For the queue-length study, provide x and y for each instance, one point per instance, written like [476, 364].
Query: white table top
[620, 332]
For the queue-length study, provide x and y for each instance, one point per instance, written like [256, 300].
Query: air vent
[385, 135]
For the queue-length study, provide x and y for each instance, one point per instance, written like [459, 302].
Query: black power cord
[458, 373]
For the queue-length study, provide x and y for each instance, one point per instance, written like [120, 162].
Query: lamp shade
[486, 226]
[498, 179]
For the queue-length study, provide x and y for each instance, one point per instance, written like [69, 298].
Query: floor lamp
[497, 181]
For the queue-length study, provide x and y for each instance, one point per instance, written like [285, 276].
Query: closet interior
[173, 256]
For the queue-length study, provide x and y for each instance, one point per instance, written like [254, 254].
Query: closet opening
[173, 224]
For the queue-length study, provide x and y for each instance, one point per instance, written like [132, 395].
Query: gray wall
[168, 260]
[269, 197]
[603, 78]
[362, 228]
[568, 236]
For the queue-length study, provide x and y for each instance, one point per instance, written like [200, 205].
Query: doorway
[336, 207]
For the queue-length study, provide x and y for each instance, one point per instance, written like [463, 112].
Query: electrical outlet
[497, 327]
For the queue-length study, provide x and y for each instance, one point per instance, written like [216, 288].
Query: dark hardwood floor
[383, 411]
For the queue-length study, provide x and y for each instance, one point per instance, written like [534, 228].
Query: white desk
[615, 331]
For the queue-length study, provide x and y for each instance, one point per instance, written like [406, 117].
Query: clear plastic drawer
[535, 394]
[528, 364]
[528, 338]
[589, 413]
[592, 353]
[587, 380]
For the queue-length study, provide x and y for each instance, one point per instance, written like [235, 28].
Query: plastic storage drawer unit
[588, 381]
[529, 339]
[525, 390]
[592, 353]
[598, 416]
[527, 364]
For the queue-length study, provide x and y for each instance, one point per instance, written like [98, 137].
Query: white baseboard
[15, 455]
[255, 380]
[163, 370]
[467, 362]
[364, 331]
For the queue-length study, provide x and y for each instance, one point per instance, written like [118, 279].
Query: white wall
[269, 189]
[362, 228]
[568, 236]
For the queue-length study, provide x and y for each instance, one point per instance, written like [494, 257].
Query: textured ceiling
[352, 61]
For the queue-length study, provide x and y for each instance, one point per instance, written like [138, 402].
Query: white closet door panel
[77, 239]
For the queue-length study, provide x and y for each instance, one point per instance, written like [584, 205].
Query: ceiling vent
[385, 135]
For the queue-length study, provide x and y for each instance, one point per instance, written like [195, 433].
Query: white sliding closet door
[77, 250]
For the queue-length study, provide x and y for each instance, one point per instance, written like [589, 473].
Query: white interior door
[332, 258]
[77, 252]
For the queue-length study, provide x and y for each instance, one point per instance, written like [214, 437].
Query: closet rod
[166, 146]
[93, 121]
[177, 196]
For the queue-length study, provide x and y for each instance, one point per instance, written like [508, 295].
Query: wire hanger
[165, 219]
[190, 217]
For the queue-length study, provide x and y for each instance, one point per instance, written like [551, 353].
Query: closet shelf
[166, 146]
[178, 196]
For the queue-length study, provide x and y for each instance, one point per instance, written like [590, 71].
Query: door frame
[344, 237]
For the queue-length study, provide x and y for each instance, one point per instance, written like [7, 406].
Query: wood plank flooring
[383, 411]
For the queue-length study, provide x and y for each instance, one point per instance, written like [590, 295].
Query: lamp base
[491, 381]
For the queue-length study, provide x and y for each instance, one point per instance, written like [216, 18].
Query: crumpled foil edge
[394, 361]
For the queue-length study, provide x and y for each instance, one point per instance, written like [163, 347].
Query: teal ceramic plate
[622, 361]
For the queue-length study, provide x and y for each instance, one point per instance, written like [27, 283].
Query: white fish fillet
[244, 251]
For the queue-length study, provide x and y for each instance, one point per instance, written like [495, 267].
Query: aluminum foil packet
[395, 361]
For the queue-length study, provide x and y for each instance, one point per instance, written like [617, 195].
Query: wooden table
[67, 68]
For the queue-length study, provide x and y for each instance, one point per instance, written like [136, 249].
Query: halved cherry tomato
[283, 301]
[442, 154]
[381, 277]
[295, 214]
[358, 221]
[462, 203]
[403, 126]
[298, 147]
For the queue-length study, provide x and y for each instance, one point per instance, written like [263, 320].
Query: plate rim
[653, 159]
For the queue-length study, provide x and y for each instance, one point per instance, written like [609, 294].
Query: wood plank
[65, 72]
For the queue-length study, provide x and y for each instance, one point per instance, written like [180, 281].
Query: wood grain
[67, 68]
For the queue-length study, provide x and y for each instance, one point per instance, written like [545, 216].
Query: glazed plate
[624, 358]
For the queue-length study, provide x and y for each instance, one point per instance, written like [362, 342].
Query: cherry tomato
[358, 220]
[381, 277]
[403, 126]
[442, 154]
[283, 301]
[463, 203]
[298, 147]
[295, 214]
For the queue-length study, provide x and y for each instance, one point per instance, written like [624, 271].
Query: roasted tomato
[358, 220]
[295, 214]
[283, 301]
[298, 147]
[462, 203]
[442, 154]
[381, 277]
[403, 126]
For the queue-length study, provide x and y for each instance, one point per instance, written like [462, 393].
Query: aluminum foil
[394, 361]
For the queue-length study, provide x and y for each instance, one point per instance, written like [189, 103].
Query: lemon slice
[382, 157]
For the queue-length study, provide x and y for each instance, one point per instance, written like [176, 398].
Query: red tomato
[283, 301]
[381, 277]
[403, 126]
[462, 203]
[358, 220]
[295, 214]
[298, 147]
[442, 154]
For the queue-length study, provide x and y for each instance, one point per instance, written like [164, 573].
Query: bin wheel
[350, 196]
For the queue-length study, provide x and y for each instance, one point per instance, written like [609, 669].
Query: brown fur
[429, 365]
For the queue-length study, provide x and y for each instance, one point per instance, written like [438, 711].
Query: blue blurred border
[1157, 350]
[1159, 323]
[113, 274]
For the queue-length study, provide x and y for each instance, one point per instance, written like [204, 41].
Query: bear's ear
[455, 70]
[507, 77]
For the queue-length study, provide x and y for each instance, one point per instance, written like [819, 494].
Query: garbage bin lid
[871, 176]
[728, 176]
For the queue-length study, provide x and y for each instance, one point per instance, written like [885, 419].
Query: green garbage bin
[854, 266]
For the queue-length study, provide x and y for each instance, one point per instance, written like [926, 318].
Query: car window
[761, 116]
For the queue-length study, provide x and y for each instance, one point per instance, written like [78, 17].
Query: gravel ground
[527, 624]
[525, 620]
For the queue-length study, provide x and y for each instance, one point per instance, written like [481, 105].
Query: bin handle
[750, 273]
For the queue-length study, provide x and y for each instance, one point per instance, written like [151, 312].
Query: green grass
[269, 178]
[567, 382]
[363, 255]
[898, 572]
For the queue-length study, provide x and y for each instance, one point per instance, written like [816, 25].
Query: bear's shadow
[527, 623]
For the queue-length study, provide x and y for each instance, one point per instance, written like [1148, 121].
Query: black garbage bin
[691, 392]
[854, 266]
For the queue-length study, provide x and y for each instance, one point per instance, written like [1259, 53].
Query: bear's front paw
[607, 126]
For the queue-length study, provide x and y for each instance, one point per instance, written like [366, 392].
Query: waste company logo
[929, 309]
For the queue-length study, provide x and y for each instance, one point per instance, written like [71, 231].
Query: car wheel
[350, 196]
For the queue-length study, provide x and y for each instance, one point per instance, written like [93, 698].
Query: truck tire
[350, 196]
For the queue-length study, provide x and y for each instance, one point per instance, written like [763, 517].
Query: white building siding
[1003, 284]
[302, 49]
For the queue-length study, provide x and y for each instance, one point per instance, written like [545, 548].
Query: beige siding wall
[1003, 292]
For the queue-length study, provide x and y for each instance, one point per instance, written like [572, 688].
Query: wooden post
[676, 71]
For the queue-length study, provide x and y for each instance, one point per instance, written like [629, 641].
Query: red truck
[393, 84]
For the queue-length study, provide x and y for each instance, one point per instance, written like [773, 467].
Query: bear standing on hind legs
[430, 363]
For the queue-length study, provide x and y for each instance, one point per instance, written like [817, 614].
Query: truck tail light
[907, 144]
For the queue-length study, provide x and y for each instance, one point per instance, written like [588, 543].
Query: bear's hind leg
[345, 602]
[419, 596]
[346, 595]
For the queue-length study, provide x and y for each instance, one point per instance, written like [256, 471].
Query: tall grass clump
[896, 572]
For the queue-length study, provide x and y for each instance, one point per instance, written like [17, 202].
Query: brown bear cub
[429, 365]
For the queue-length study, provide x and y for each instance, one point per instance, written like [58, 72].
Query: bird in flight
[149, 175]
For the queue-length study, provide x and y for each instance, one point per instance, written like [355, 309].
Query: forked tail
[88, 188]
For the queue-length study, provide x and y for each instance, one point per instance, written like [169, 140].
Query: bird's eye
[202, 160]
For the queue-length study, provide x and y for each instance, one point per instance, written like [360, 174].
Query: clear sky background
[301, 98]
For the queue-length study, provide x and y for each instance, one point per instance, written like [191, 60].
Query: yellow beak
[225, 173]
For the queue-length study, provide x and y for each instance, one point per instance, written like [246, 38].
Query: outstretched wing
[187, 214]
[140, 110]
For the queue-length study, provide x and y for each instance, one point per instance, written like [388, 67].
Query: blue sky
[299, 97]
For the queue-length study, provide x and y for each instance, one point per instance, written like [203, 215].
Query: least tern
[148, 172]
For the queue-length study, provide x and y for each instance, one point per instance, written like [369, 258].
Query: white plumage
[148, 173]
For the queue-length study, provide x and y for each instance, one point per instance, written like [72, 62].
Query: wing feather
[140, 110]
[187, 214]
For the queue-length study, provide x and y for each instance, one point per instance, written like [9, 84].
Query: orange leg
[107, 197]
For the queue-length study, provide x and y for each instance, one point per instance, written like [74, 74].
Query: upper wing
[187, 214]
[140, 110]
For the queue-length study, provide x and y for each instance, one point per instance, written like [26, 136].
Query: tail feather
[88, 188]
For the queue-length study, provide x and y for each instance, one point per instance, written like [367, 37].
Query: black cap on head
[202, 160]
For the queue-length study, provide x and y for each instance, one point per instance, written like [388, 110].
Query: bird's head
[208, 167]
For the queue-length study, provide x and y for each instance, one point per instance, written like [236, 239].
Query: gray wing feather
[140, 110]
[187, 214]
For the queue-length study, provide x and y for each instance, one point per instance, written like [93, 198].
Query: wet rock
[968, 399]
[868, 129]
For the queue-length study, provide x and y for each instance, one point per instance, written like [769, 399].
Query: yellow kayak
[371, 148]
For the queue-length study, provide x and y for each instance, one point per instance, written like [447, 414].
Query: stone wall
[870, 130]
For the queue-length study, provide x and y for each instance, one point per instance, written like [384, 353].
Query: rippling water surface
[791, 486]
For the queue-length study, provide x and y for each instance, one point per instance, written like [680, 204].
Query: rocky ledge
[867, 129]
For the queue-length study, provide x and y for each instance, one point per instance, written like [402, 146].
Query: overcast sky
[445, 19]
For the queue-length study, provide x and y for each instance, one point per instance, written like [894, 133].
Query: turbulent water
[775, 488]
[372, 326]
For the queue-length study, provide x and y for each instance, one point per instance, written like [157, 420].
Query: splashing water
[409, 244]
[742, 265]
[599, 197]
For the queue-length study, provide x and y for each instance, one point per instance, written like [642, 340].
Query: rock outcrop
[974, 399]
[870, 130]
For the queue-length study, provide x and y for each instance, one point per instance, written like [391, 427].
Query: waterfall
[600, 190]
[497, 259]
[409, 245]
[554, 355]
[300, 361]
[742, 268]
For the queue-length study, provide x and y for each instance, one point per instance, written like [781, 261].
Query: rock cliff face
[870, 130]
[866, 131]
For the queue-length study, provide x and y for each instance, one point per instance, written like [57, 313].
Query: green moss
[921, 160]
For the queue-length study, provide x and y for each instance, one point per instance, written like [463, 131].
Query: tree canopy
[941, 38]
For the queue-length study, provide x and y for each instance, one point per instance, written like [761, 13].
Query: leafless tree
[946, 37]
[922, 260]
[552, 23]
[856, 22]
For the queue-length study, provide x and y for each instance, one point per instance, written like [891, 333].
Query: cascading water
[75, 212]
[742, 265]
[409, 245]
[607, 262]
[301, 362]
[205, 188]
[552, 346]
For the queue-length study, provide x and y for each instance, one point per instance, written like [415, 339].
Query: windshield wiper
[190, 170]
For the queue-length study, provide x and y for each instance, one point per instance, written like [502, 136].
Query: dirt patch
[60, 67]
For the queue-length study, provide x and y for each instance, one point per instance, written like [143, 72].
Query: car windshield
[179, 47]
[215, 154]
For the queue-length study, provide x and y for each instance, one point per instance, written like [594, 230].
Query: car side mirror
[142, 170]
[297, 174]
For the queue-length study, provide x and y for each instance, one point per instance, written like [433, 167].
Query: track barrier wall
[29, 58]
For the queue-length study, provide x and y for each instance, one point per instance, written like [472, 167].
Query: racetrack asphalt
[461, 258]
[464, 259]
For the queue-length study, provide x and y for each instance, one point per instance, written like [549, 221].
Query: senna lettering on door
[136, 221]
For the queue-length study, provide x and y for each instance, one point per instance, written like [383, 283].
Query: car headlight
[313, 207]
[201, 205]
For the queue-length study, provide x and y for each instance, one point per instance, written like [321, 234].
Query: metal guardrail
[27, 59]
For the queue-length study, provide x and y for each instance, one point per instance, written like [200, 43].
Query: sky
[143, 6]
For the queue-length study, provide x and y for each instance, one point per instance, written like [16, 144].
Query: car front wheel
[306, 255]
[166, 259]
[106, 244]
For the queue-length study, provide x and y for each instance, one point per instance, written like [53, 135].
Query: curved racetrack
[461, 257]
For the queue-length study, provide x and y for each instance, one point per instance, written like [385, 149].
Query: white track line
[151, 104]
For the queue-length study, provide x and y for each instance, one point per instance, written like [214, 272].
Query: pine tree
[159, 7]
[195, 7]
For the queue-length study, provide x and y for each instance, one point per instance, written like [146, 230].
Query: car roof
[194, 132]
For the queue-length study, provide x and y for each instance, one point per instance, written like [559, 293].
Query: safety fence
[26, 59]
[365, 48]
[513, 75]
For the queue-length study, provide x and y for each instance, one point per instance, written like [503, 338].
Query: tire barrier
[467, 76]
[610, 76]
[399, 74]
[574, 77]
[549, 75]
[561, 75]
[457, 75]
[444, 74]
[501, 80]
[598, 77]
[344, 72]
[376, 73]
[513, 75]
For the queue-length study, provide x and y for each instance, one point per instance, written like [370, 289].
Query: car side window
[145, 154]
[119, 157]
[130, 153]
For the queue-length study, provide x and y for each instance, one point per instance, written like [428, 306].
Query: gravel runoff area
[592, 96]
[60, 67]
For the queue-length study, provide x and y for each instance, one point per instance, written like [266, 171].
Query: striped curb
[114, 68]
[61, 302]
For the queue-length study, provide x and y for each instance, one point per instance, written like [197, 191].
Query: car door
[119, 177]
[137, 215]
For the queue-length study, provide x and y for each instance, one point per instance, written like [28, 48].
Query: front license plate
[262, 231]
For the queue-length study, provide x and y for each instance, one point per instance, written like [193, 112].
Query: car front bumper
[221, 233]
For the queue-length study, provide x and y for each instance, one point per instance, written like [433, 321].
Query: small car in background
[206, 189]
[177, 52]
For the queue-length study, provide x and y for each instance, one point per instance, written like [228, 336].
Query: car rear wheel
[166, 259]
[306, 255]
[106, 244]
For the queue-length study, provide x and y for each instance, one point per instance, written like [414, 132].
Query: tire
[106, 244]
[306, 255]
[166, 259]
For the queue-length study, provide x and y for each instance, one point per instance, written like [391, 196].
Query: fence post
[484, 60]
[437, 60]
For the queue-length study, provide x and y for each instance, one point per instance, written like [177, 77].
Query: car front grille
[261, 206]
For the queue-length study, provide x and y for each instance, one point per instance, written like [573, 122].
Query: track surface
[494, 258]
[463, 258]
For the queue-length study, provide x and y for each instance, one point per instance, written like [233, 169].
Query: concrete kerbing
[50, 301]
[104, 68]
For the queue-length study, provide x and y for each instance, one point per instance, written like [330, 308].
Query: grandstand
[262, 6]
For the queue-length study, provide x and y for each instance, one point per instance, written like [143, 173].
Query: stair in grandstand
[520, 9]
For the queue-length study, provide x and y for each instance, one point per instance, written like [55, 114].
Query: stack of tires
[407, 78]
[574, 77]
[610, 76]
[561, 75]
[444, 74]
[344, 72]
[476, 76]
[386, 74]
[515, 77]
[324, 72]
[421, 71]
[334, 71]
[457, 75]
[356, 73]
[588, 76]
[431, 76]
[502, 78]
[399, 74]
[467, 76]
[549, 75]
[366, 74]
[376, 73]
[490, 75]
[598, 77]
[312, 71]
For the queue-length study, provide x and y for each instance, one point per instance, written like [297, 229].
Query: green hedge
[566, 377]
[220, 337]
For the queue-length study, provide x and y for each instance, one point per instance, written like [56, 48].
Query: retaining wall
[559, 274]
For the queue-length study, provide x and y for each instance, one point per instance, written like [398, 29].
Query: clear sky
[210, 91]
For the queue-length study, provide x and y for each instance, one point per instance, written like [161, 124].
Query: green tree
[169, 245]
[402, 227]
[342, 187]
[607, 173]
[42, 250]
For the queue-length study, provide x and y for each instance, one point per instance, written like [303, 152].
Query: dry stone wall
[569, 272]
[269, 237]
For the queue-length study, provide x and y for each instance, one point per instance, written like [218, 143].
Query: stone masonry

Problem requirements — Everything from the line that contains "like [297, 229]." through the end of the records must be duplicated exactly, and nothing outside that range.

Answer below —
For the queue-length study, provide x and y for each instance, one point per instance, written like [297, 229].
Query: green hedge
[566, 377]
[220, 337]
For the queue-length study, provide x and y for each instance, one point per instance, written like [56, 48].
Query: retaining wall
[559, 274]
For the queue-length study, provide x and y for each instance, one point per instance, written like [398, 29].
Query: clear sky
[210, 91]
For the queue-length study, provide x and y for each instance, one point per instance, written like [161, 124].
Query: green tree
[169, 245]
[402, 227]
[342, 187]
[607, 173]
[42, 250]
For the queue-length study, provide x and y for each instance, one point per instance, written like [303, 152].
Query: dry stone wall
[569, 272]
[269, 237]
For the queue-length study, provide x and y for each instance, one point per instance, written like [218, 143].
Query: stone masonry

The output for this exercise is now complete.